==== Material shown
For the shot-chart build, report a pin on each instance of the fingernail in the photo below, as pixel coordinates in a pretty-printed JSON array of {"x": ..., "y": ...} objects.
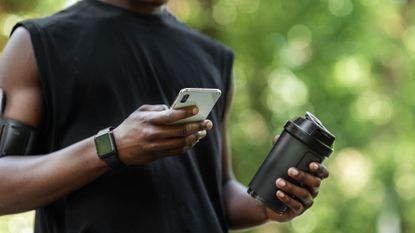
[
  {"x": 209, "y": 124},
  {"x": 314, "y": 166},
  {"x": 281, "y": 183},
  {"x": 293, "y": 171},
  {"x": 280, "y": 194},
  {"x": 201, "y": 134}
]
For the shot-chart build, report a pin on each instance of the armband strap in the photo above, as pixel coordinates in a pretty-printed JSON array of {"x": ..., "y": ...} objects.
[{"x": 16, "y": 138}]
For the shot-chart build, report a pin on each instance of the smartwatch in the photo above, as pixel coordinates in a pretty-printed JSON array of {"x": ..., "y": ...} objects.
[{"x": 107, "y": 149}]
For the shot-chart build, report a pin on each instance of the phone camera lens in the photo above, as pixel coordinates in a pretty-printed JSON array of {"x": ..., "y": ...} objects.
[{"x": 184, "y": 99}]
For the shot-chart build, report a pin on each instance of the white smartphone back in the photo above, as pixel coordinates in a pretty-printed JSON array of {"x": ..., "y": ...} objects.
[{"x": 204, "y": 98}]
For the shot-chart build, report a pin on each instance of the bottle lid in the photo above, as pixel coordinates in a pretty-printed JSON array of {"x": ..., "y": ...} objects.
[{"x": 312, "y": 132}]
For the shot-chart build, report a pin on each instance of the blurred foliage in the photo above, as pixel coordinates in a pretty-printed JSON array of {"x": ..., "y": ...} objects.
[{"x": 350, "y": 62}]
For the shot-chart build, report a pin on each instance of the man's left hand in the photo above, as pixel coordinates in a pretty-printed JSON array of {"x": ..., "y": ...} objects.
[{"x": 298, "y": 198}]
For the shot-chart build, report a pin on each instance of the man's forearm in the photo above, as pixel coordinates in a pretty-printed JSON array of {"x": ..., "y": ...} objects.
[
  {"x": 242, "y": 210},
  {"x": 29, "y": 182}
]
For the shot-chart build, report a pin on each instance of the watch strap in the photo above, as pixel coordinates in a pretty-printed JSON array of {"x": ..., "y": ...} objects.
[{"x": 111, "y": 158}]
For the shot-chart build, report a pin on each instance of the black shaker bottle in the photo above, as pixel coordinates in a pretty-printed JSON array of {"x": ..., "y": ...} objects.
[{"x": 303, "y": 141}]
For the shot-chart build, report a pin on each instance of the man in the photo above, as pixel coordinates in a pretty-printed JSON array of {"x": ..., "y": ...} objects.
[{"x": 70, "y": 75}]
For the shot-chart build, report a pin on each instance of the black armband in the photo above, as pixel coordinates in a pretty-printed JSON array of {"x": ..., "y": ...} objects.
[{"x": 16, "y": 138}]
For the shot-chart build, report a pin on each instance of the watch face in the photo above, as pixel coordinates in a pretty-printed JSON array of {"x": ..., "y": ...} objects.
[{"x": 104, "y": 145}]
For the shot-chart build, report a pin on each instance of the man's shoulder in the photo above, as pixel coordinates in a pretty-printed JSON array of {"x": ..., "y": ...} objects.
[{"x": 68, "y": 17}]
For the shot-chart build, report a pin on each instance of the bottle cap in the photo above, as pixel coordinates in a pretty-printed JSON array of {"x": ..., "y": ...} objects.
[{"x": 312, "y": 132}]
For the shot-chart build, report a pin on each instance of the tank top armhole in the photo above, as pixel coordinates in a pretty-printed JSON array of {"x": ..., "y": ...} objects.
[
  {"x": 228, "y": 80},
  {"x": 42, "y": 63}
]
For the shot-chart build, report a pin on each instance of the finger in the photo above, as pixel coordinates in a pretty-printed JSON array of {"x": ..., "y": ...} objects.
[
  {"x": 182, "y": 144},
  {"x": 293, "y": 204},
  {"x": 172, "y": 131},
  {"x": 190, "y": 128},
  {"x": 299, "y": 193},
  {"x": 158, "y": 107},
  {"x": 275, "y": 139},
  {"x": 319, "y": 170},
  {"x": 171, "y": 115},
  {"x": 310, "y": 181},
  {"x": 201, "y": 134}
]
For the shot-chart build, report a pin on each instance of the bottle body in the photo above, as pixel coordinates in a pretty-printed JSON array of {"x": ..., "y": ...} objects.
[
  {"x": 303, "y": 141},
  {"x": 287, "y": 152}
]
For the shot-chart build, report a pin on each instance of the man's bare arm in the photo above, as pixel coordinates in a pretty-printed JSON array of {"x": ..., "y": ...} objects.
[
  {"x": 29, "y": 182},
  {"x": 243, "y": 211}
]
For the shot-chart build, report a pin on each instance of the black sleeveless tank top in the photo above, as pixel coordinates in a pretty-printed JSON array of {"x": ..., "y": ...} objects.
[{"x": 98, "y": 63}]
========
Be exact. Write out all the entries and omit the pictures.

**Output for this exercise**
For the shot-chart build, report a pin on each instance of the fingernail in the photo below, as pixel coordinates in a pretty-printed JSON array of {"x": ..., "y": ...} objects.
[
  {"x": 209, "y": 124},
  {"x": 314, "y": 166},
  {"x": 281, "y": 183},
  {"x": 293, "y": 171},
  {"x": 280, "y": 194},
  {"x": 201, "y": 134}
]
For the shot-chart build, report a pin on each instance of the armband strap in the photo above, as pixel coordinates in a pretty-printed JSON array of {"x": ..., "y": ...} objects.
[{"x": 16, "y": 138}]
For the shot-chart build, report a pin on each instance of the smartwatch in the photo above, as pixel coordinates in a pretty-printed JSON array of {"x": ..., "y": ...} objects.
[{"x": 107, "y": 149}]
For the shot-chart build, report a pin on each instance of the phone camera lens in the photo above, as pixel coordinates in a pretty-printed JSON array of {"x": ..., "y": ...} objects.
[{"x": 184, "y": 99}]
For the shot-chart build, report a pin on each instance of the white smartphone back in the photo above, as pixel coordinates in a pretty-printed JSON array of {"x": ..., "y": ...} objects.
[{"x": 204, "y": 98}]
For the shot-chart build, report a pin on each instance of the bottle lid in the photo above, as pixel coordinates in a pretty-printed JSON array of {"x": ..., "y": ...} objects.
[{"x": 312, "y": 132}]
For the shot-chart build, report a pin on each instance of the blurred foliage in the photo above, as pixel coordinates in a pretty-printed JSON array of {"x": ..., "y": ...} objects.
[{"x": 350, "y": 62}]
For the shot-chart build, report a pin on each instance of the man's left hand in the photo above, as pixel coordinates in a pretty-printed JSON array of {"x": ..., "y": ...} objects.
[{"x": 298, "y": 198}]
For the shot-chart build, report a pin on each instance of the man's forearm in the photo above, as pixel coordinates in a pretty-printed JSON array of {"x": ..., "y": ...} objects.
[
  {"x": 242, "y": 210},
  {"x": 29, "y": 182}
]
For the shot-chart build, report a pin on each instance of the watch strap in the photo above, as pixel coordinates in a pretty-printed JSON array of {"x": ..., "y": ...} objects.
[{"x": 111, "y": 158}]
For the shot-chart build, report a pin on each instance of the black shaker bottle in the photo above, as pixel coordinates in a pretty-printed JSON array of {"x": ..., "y": ...} objects.
[{"x": 303, "y": 141}]
For the shot-chart build, report a pin on each instance of the man in the photo above, as pixel coordinates in a pretty-printed JSON array of {"x": ..., "y": ...} objects.
[{"x": 70, "y": 75}]
For the shot-chart build, report a pin on each instance of the black armband in the photo above, as pixel coordinates in a pretty-printed JSON array of {"x": ..., "y": ...} objects.
[{"x": 16, "y": 138}]
For the shot-chart build, report a pin on each instance of the watch face in the photo above, as pixel coordinates in a pretty-printed JSON array of {"x": ..., "y": ...} objects.
[{"x": 104, "y": 145}]
For the shot-chart build, report a pin on each instance of the man's shoulder in the photo above, as pixel coordinates in a pretty-printed JSON array of {"x": ..., "y": ...} objects.
[{"x": 68, "y": 17}]
For the shot-chart build, report a pin on each instance of the bottle cap in the photo above, as pixel coordinates in a pretty-printed JSON array of {"x": ..., "y": ...} objects.
[{"x": 312, "y": 132}]
For the shot-chart build, report a pin on each instance of the tank top armhole in the photo above, as pixel coordinates in a pretty-printed JSON array of {"x": ..., "y": ...} objects.
[
  {"x": 228, "y": 80},
  {"x": 42, "y": 63}
]
For the shot-chart build, report a pin on each instance of the finger in the photo above, as pixel coordinates in a pretty-printed JSON array of {"x": ..., "y": ...} objects.
[
  {"x": 182, "y": 144},
  {"x": 293, "y": 204},
  {"x": 172, "y": 131},
  {"x": 190, "y": 128},
  {"x": 299, "y": 193},
  {"x": 158, "y": 107},
  {"x": 275, "y": 139},
  {"x": 319, "y": 170},
  {"x": 171, "y": 115},
  {"x": 310, "y": 181},
  {"x": 201, "y": 134}
]
For the shot-chart build, report a pin on each instance of the bottle body in the photo above, as pixel coordinates in a pretty-printed JSON array of {"x": ..., "y": ...} objects.
[
  {"x": 303, "y": 141},
  {"x": 287, "y": 152}
]
For the shot-chart build, report a pin on each instance of the man's bare arm in the photo above, as pixel coordinates in a pretty-printed JSON array of {"x": ..., "y": ...} objects.
[
  {"x": 29, "y": 182},
  {"x": 243, "y": 211}
]
For the shot-chart build, report a pin on each instance of the black sleeveless tank top in the photo above, as pixel coordinates in a pretty-printed JSON array of {"x": ..., "y": ...} objects.
[{"x": 98, "y": 63}]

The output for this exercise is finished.